AIM:
Rewrite the records from the line with "--target truck side mirror" up to and including the line with "M 328 140 L", changing "truck side mirror" to "truck wing mirror" and keeping everything else the same.

(Records from a data source)
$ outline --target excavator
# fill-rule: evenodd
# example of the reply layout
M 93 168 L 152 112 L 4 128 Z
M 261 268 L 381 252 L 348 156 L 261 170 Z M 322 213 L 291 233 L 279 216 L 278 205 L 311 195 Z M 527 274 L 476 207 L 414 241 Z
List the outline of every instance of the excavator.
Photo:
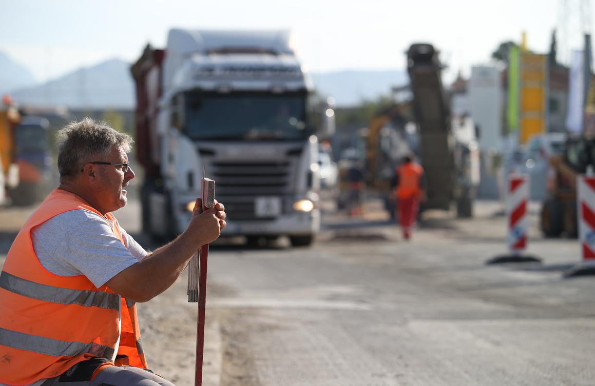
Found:
M 380 111 L 364 136 L 368 188 L 394 215 L 391 180 L 402 157 L 413 152 L 425 173 L 427 200 L 421 209 L 449 210 L 454 203 L 458 217 L 471 217 L 480 181 L 475 125 L 468 116 L 451 116 L 443 67 L 431 45 L 411 45 L 407 61 L 412 98 Z

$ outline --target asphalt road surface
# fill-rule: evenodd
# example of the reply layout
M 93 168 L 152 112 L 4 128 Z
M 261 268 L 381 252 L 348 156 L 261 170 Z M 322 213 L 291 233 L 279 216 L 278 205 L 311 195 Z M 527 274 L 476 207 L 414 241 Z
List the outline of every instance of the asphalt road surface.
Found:
M 327 213 L 309 248 L 215 243 L 203 384 L 595 385 L 595 277 L 563 278 L 578 243 L 541 239 L 531 208 L 528 252 L 541 264 L 486 265 L 506 250 L 493 202 L 472 220 L 428 213 L 409 242 L 372 203 L 361 218 Z M 139 211 L 131 200 L 116 215 L 155 248 Z M 30 212 L 0 211 L 2 256 Z M 193 384 L 186 280 L 139 306 L 150 365 L 178 386 Z

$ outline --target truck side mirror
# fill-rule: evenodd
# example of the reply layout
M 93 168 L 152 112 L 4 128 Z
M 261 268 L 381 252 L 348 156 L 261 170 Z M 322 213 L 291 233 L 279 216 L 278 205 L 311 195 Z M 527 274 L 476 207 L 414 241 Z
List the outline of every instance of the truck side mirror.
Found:
M 328 140 L 335 133 L 334 98 L 329 97 L 325 102 L 320 104 L 320 117 L 318 136 L 322 140 Z
M 178 130 L 183 128 L 184 122 L 185 98 L 183 94 L 178 94 L 174 97 L 171 106 L 171 124 Z

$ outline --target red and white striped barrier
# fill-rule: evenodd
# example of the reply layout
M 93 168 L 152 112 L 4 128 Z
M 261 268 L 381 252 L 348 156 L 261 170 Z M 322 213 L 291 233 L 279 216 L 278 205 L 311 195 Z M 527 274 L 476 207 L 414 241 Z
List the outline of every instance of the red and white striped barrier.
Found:
M 538 257 L 522 254 L 527 248 L 528 239 L 529 176 L 513 172 L 508 177 L 506 188 L 506 212 L 508 223 L 506 241 L 510 252 L 496 256 L 487 261 L 486 264 L 541 262 L 541 259 Z
M 506 217 L 508 219 L 508 248 L 513 254 L 527 248 L 528 225 L 529 178 L 525 174 L 513 173 L 508 178 L 506 191 Z
M 583 261 L 595 264 L 595 176 L 577 177 L 578 235 Z

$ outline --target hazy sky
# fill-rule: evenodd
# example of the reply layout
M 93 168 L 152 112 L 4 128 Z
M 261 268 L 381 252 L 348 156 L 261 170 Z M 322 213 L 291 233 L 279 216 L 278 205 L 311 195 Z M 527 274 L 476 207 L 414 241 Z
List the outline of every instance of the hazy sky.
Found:
M 566 56 L 578 45 L 580 14 L 587 24 L 593 20 L 591 10 L 579 13 L 588 2 L 580 0 L 0 1 L 0 50 L 39 80 L 106 59 L 133 61 L 148 42 L 164 47 L 172 27 L 289 29 L 313 71 L 402 69 L 409 45 L 426 41 L 441 50 L 452 76 L 488 62 L 499 43 L 519 40 L 524 30 L 530 48 L 546 52 L 561 4 L 568 4 L 574 37 L 559 40 Z

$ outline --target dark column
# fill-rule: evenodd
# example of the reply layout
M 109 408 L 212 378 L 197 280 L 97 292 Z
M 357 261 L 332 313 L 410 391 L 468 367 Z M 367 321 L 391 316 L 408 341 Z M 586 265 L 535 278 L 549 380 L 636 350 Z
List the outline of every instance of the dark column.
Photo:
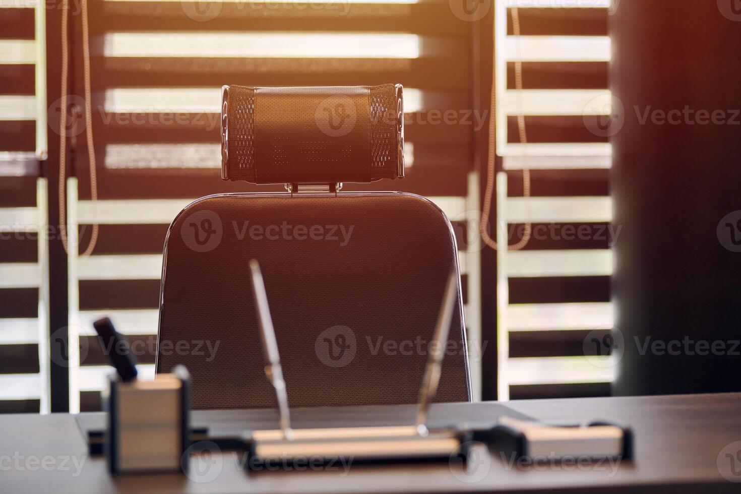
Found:
M 611 17 L 617 395 L 741 391 L 737 6 L 622 0 Z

SOLUTION FOR THIS PROBLEM:
$ outline --target truck wing mirror
# fill-rule: evenodd
# example of the reply layout
M 93 168 L 152 112 L 4 128 Z
M 261 268 L 381 252 L 348 156 L 261 170 Z M 322 213 L 291 233 L 279 216 L 278 205 L 311 195 Z M 527 274 L 476 207 L 414 241 Z
List the outline of every instance of the truck wing mirror.
Found:
M 328 140 L 335 133 L 334 98 L 329 97 L 325 102 L 320 104 L 320 117 L 318 136 L 322 140 Z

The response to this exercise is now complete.